ПИСЬМЕННОЕ ЗАДАНИЕ 1: Какую премию получил первый роман Бессона, согласно тексту о Филиппе Бессоне?
ПИСЬМЕННОЕ ЗАДАНИЕ 2: Перепишите из текста о Филиппе Бессоне фрагмент от слов «Кто такой Филипп» до слов «история первой любви.» включительно без единого изменения.

ИСХОДНЫЙ ТЕКСТ:
---
Кто такой Филипп Бессон
Филипп Бессон — хорошо известный во Франции писатель, драматург и сценарист. Родился в маленьком городке Барбезьё на юго-западе Франции в семье школьного учителя и нотариуса. По настоянию родителей выучился на юриста и некоторое время успешно практиковал юриспруденцию в Париже. Первый роман Бессона «В отсутствие мужчин» о любви во время Первой мировой и дружбе с Марселем Прустом вышел в 2001 году и получил премию Эммануэля Роблеса — награду, вручаемую как раз за лучший дебют в литературе. Распрощавшись с карьерой юриста, в следующие 19 лет Бессон напишет еще 20 романов, героями которых станут актер Джеймс Дин, поэт Артюр Рембо и даже президент Франции Эмманюэль Макрон. Но мировую известность ему принесет изданный в 2017-м «Хватит врать» — автобиографическая история первой любви.
---
СТРОКИ ДАННЫХ:
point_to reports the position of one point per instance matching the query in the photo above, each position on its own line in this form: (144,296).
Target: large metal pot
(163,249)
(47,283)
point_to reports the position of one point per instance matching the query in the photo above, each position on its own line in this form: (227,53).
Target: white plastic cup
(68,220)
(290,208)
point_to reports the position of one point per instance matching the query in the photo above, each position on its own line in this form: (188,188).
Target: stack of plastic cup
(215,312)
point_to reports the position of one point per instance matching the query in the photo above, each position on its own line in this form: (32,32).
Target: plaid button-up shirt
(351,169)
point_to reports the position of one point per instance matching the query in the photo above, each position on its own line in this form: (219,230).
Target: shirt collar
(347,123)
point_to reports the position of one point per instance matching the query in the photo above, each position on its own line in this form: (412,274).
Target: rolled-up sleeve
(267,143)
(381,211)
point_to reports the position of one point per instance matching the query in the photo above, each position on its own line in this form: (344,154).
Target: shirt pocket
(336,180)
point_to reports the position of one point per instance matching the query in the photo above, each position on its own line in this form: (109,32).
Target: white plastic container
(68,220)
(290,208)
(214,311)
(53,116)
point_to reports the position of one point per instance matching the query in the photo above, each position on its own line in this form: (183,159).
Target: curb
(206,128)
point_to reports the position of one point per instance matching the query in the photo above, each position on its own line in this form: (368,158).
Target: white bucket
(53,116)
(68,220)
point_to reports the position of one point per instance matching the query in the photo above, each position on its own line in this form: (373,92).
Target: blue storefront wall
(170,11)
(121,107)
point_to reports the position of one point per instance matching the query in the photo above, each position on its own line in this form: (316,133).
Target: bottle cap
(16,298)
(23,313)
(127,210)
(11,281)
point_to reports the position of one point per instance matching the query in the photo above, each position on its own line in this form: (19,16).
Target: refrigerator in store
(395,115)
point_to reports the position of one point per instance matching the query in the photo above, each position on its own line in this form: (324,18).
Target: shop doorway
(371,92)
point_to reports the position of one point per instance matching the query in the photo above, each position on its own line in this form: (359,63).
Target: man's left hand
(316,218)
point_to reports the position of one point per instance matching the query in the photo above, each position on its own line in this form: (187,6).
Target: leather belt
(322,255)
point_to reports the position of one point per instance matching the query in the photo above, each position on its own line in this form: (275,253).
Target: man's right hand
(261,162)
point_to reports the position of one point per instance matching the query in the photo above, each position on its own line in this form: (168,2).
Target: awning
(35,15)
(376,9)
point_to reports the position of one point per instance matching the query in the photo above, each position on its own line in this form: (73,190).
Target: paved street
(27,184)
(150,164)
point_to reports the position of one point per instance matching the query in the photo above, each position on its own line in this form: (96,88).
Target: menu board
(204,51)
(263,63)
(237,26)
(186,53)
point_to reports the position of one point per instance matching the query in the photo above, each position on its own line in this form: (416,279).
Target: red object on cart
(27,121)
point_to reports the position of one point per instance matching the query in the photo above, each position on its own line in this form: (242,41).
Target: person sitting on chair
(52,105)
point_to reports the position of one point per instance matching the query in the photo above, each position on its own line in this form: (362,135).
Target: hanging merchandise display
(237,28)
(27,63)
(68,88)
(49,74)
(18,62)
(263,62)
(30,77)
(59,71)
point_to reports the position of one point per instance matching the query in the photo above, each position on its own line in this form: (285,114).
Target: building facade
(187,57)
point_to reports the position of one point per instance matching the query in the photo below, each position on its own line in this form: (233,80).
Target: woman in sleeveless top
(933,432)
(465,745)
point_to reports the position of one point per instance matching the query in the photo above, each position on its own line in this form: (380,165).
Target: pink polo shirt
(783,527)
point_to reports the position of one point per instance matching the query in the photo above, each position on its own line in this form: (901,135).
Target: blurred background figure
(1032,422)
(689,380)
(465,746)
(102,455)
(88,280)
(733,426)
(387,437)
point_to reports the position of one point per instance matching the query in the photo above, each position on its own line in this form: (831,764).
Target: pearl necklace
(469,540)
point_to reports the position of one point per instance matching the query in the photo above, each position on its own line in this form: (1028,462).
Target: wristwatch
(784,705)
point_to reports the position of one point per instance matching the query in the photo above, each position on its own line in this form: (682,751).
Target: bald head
---
ПРАВИЛЬНЫЙ ОТВЕТ 1: Премию Эммануэля Роблеса.

ПРАВИЛЬНЫЙ ОТВЕТ 2:
Кто такой Филипп Бессон
Филипп Бессон — хорошо известный во Франции писатель, драматург и сценарист. Родился в маленьком городке Барбезьё на юго-западе Франции в семье школьного учителя и нотариуса. По настоянию родителей выучился на юриста и некоторое время успешно практиковал юриспруденцию в Париже. Первый роман Бессона «В отсутствие мужчин» о любви во время Первой мировой и дружбе с Марселем Прустом вышел в 2001 году и получил премию Эммануэля Роблеса — награду, вручаемую как раз за лучший дебют в литературе. Распрощавшись с карьерой юриста, в следующие 19 лет Бессон напишет еще 20 романов, героями которых станут актер Джеймс Дин, поэт Артюр Рембо и даже президент Франции Эмманюэль Макрон. Но мировую известность ему принесет изданный в 2017-м «Хватит врать» — автобиографическая история первой любви.